Text block:

------

Opinion
0106922/2006.
December 26, 2007.
DECISION
On May 19, 2006 Ms. Freeman, the plaintiff, commenced this action against Mr. Lustig, the defendant, seeking to enforce his promise to pay her for the legal services she rendered in the Chinese Merchants Association v. Wung Yeung Chang, et al. case. The bench trial was held on August 2nd and 3rd, 2007. At the conclusion of the evidence the parties requested the opportunity to submit post trial memoranda. Having read the memoranda and reviewed the testimony of Robert Lewis, Jennifer Freeman and Jonathan Lustig and carefully examined the exhibits in evidence, I make the following findings of fact and conclusions of law:
FACTS:
In late 2001 the Chinese Merchants Association("CMA") hired the defendant and three other lawyers to prosecute claims against former CMA officers and directors for breaches of their fiduciary duties. The original four attorneys entered into an engagement agreement with CMA, providing that CMA would pay them a contingent fee ("the fee"). The agreement provided that each of the original attorneys could bring in additional counsel to work on the matter. The additional counsel would be paid an equal portion out of the fee.
On November 16, 2001 the original attorneys filed a complaint inChinese Merchants Association v. Wung Yeung Chan, et al, Index No. 605506/01 (NYSUPCT) hereafter referred to as the CMA case.
In March 2002, the original attorneys decided to bring in the plaintiff to aid in the litigation. The plaintiff agreed on a fee at a premium hourly rate. Defendant promised to pay plaintiff at a rate of $900.00 an hour. Subsequently plaintiff prepared and conducted depositions, managed discovery disputes, drafted motions and played a lead role in readying the case for trial. At the trial the plaintiff was instrumental in negotiating a settlement of the case.

------

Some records
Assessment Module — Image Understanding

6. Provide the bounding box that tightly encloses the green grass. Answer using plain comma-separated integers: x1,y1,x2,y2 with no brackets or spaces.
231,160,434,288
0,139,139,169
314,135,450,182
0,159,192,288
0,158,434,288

------

Work to do:
**1)** On what dates was the bench trial held, according to the court decision?
**2)** Swap "March 2002" for "April 2002" in the part of the court decision starting at "In March 2002, the" and ending at "of the case.", and write that part out.
The records are material separate from the court decision.

Exercise answers:
**1)** August 2nd and 3rd, 2007.

**2)**
In April 2002, the original attorneys decided to bring in the plaintiff to aid in the litigation. The plaintiff agreed on a fee at a premium hourly rate. Defendant promised to pay plaintiff at a rate of $900.00 an hour. Subsequently plaintiff prepared and conducted depositions, managed discovery disputes, drafted motions and played a lead role in readying the case for trial. At the trial the plaintiff was instrumental in negotiating a settlement of the case.